◆ **YOUR TASK**: For every entry below, retype it exactly as it reads.

++++ PROVIDED MATERIAL

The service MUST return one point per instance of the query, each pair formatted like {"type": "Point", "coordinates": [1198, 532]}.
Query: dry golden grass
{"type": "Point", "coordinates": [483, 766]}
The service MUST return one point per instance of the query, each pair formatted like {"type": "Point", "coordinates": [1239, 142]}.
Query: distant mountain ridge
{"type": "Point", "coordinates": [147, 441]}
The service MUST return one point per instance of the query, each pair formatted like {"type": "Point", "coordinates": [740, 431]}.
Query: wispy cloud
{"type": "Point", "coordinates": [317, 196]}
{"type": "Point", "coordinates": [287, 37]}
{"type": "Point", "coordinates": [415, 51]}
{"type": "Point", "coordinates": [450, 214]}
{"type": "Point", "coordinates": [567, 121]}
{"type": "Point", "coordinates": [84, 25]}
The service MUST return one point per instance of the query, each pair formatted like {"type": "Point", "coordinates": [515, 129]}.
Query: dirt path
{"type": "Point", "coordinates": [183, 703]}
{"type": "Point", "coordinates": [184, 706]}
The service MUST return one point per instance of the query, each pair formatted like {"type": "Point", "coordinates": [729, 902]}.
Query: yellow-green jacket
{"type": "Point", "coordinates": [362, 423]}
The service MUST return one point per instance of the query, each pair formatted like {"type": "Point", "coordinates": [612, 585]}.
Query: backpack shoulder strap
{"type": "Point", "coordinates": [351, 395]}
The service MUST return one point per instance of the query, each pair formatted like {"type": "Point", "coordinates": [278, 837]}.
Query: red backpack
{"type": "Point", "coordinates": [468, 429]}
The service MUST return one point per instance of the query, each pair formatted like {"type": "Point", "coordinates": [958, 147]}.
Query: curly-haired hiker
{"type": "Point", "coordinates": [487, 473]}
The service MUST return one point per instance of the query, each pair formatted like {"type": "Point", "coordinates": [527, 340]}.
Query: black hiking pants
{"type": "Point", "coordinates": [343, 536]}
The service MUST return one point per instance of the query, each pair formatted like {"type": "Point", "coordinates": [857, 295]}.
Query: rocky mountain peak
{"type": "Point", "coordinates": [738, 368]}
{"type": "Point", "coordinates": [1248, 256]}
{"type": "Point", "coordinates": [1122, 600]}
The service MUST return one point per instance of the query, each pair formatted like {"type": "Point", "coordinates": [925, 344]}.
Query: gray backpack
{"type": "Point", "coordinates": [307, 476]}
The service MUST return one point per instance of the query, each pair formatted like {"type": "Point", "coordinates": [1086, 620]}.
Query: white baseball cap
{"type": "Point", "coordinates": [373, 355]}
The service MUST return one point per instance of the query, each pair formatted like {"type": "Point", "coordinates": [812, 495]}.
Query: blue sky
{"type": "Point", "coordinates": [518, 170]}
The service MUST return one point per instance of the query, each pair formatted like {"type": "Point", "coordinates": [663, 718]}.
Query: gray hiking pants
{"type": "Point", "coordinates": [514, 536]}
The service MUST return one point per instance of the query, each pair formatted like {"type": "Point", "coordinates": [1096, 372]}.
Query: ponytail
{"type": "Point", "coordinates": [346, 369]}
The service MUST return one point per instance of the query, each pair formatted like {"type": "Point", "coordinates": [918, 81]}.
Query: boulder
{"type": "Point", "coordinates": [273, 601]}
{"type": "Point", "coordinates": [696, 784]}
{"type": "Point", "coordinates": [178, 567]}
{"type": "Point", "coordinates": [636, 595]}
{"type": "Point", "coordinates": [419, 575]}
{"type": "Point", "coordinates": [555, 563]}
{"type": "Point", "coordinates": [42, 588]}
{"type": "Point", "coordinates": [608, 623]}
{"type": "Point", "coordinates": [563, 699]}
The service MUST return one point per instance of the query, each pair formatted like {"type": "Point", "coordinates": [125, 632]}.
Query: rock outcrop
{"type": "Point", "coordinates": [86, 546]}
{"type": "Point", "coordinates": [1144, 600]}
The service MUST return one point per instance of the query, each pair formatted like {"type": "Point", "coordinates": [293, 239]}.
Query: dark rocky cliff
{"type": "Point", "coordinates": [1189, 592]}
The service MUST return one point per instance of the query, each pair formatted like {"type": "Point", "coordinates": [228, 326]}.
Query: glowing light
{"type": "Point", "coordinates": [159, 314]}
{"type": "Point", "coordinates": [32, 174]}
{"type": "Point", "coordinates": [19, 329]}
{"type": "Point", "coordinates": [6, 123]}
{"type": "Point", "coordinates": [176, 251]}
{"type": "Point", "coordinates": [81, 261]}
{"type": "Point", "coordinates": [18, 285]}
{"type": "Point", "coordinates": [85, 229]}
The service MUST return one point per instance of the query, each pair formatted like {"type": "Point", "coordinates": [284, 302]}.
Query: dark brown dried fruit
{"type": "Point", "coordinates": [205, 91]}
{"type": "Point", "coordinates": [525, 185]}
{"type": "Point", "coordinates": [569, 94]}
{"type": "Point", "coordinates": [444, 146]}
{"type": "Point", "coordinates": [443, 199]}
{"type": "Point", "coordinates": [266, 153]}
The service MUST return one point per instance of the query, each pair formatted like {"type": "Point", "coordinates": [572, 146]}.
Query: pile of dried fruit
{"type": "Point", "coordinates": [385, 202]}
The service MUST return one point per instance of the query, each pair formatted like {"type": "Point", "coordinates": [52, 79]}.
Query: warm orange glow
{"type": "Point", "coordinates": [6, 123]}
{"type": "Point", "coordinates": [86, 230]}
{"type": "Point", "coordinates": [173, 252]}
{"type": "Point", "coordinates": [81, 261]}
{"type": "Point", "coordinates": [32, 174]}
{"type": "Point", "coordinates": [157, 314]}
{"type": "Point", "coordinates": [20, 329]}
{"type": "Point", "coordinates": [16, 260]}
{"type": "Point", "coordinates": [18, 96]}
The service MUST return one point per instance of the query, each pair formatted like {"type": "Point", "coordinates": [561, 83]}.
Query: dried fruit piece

++++++++

◆ **WRITTEN RESPONSE**:
The service MUST return one point per instance of the query, each pair formatted like {"type": "Point", "coordinates": [1198, 532]}.
Query: dry golden grass
{"type": "Point", "coordinates": [483, 766]}
The service MUST return one point per instance of the query, each pair formatted like {"type": "Point", "coordinates": [1239, 142]}.
Query: distant mountain ridge
{"type": "Point", "coordinates": [147, 441]}
The service MUST return one point per instance of the query, each pair formatted like {"type": "Point", "coordinates": [740, 431]}.
Query: wispy cloud
{"type": "Point", "coordinates": [317, 196]}
{"type": "Point", "coordinates": [287, 37]}
{"type": "Point", "coordinates": [415, 51]}
{"type": "Point", "coordinates": [450, 214]}
{"type": "Point", "coordinates": [567, 121]}
{"type": "Point", "coordinates": [84, 25]}
The service MUST return one point per instance of the query, each pair formatted like {"type": "Point", "coordinates": [515, 129]}.
Query: dirt path
{"type": "Point", "coordinates": [183, 703]}
{"type": "Point", "coordinates": [184, 706]}
The service MUST return one point per instance of the query, each pair formatted like {"type": "Point", "coordinates": [729, 902]}.
Query: yellow-green jacket
{"type": "Point", "coordinates": [362, 423]}
The service MUST return one point per instance of the query, each pair formatted like {"type": "Point", "coordinates": [612, 585]}.
Query: backpack shoulder strap
{"type": "Point", "coordinates": [351, 395]}
The service MUST return one point per instance of the query, each pair formatted like {"type": "Point", "coordinates": [278, 837]}.
Query: red backpack
{"type": "Point", "coordinates": [468, 429]}
The service MUST return one point per instance of the query, each pair formatted like {"type": "Point", "coordinates": [958, 147]}.
Query: curly-haired hiker
{"type": "Point", "coordinates": [487, 473]}
The service MUST return one point per instance of the query, each pair formatted like {"type": "Point", "coordinates": [527, 340]}.
Query: black hiking pants
{"type": "Point", "coordinates": [343, 536]}
The service MUST return one point per instance of the query, each pair formatted like {"type": "Point", "coordinates": [857, 295]}.
Query: rocky mountain peak
{"type": "Point", "coordinates": [738, 368]}
{"type": "Point", "coordinates": [1248, 256]}
{"type": "Point", "coordinates": [1122, 600]}
The service MUST return one point per instance of the query, each pair formatted like {"type": "Point", "coordinates": [925, 344]}.
Query: gray backpack
{"type": "Point", "coordinates": [307, 476]}
The service MUST return one point per instance of the query, each pair formatted like {"type": "Point", "coordinates": [1086, 620]}.
Query: white baseball cap
{"type": "Point", "coordinates": [373, 355]}
The service MUST return one point per instance of the query, each pair formatted like {"type": "Point", "coordinates": [812, 495]}.
Query: blue sky
{"type": "Point", "coordinates": [518, 170]}
The service MUST return one point per instance of the query, each pair formatted like {"type": "Point", "coordinates": [663, 718]}.
Query: gray hiking pants
{"type": "Point", "coordinates": [514, 536]}
The service MUST return one point per instance of the query, each pair formatted like {"type": "Point", "coordinates": [1096, 372]}.
Query: ponytail
{"type": "Point", "coordinates": [346, 369]}
The service MUST return one point per instance of the query, each pair formatted like {"type": "Point", "coordinates": [918, 81]}.
Query: boulder
{"type": "Point", "coordinates": [273, 601]}
{"type": "Point", "coordinates": [696, 784]}
{"type": "Point", "coordinates": [178, 567]}
{"type": "Point", "coordinates": [636, 595]}
{"type": "Point", "coordinates": [419, 575]}
{"type": "Point", "coordinates": [555, 563]}
{"type": "Point", "coordinates": [42, 588]}
{"type": "Point", "coordinates": [608, 623]}
{"type": "Point", "coordinates": [563, 699]}
The service MUST return one point per instance of the query, each pair formatted like {"type": "Point", "coordinates": [125, 632]}.
Query: rock outcrop
{"type": "Point", "coordinates": [86, 546]}
{"type": "Point", "coordinates": [1144, 600]}
The service MUST return one point per instance of the query, each pair formatted like {"type": "Point", "coordinates": [293, 239]}.
Query: dark rocky cliff
{"type": "Point", "coordinates": [1189, 592]}
The service MUST return one point per instance of the query, each pair formatted like {"type": "Point", "coordinates": [228, 326]}.
Query: glowing light
{"type": "Point", "coordinates": [159, 314]}
{"type": "Point", "coordinates": [32, 174]}
{"type": "Point", "coordinates": [19, 329]}
{"type": "Point", "coordinates": [6, 123]}
{"type": "Point", "coordinates": [176, 251]}
{"type": "Point", "coordinates": [81, 261]}
{"type": "Point", "coordinates": [18, 285]}
{"type": "Point", "coordinates": [85, 229]}
The service MUST return one point per instance of the query, each pair formatted like {"type": "Point", "coordinates": [284, 302]}.
Query: dark brown dried fruit
{"type": "Point", "coordinates": [205, 91]}
{"type": "Point", "coordinates": [525, 185]}
{"type": "Point", "coordinates": [569, 94]}
{"type": "Point", "coordinates": [444, 146]}
{"type": "Point", "coordinates": [443, 199]}
{"type": "Point", "coordinates": [266, 153]}
The service MUST return one point per instance of the query, each pair formatted like {"type": "Point", "coordinates": [572, 146]}.
Query: pile of dried fruit
{"type": "Point", "coordinates": [385, 202]}
The service MUST return one point per instance of the query, each pair formatted like {"type": "Point", "coordinates": [52, 79]}.
Query: warm orange glow
{"type": "Point", "coordinates": [6, 123]}
{"type": "Point", "coordinates": [86, 230]}
{"type": "Point", "coordinates": [173, 252]}
{"type": "Point", "coordinates": [81, 261]}
{"type": "Point", "coordinates": [32, 174]}
{"type": "Point", "coordinates": [157, 314]}
{"type": "Point", "coordinates": [20, 329]}
{"type": "Point", "coordinates": [16, 260]}
{"type": "Point", "coordinates": [18, 96]}
The service MUST return one point per instance of the query, each pair formatted like {"type": "Point", "coordinates": [561, 83]}.
Query: dried fruit piece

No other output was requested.